Donc retour au classicisme. Retour à Bach canonisé. Retour au folklore et aux citations. Canteloube, bien sûr ; mais aussi, avec beaucoup plus largement de chez nous, Honegger avec Voulez-vous manger des cesses et Trimazo et Jacques Ibert avec Sur le pont d'Avignon, Il pleut bergère, Nous n'irons plus au bois, Compère Guilleri ... Valorisation de la tradition. Retour au métier. Le contrepoint et la fugue à nouveau en odeur de sainteté. En effet, Ravel compose son Prélude et fugue du Tombeau de Couperin en 1917. Honegger, sa Fugue et Choral pour orgue la même année, ses Trois contrepoints en 1922 et son Prélude, arioso et fughette sur le nom de Bach de 1932 avec sujet droit, renversé et à l'écrevisse. La princesse de Polignac commande à Germaine Tailleferre un concerto dans le style de Bach. Naturalisé français en 1936, Stravinsky démarque lui-même le Grand Cantor avec son concerto Dumbarton Oaks (1938).

**TÂCHES À RÉALISER**.
**1)** Dans le texte sur le retour au classicisme, en quelle année Ravel compose-t-il son Prélude et fugue du Tombeau de Couperin ?
**2)** Poursuivez le texte sur le retour au classicisme en musique après sa dernière phrase.

**DONNÉES FOURNIES**.
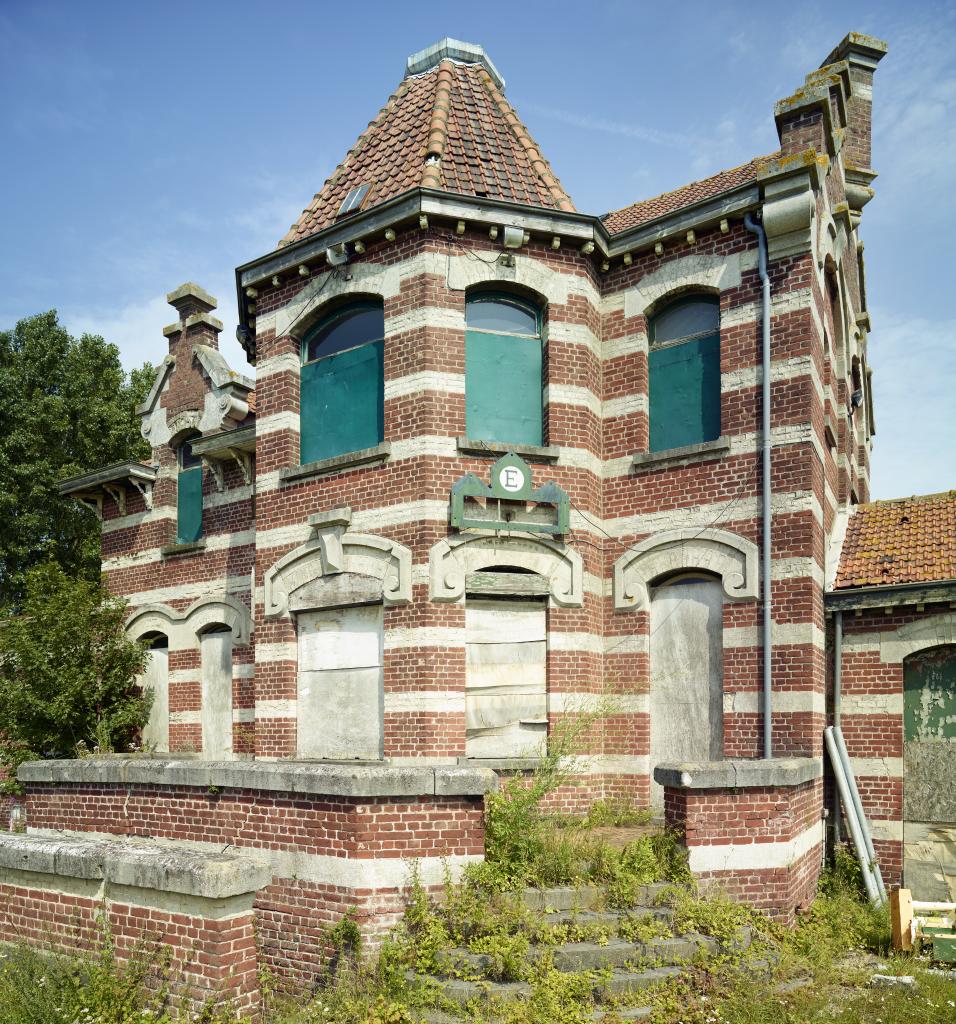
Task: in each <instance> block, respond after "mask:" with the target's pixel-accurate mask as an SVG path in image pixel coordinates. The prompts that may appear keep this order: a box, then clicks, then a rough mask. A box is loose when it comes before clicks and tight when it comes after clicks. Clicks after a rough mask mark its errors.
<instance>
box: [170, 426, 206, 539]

**RÉPONSES DANS L'ORDRE**.
**1)** En 1917.

**2)**
Néoclassicisme oblige, voici l'Antiquité gréco-latine de retour. Les romantiques la dédaignaient au profit des brouillards et des légendes nordiques. Les Six n'ont pas choisi leur saint patron au hasard : Éric Satie est l'auteur des Gymnopédies, des Gnossiennes, puis d'un Socrate (1919). Parmi ceux de son équipe, Milhaud met en musique Les Choéphores et L'Orestie ; Honegger, Antigone ; un des ballets d'Auric a pour sujet Phèdre. Par ailleurs, Roussel compose son Bacchus et Ariane ; Stravinsky, ses oratorios Oedipus Rex, Apollon musagète et Perséphone. Christiné et Willemetz y ajoutent leur grain de sel parodique en écrivant en 1918, un Phidias qui devient Phi-Phi.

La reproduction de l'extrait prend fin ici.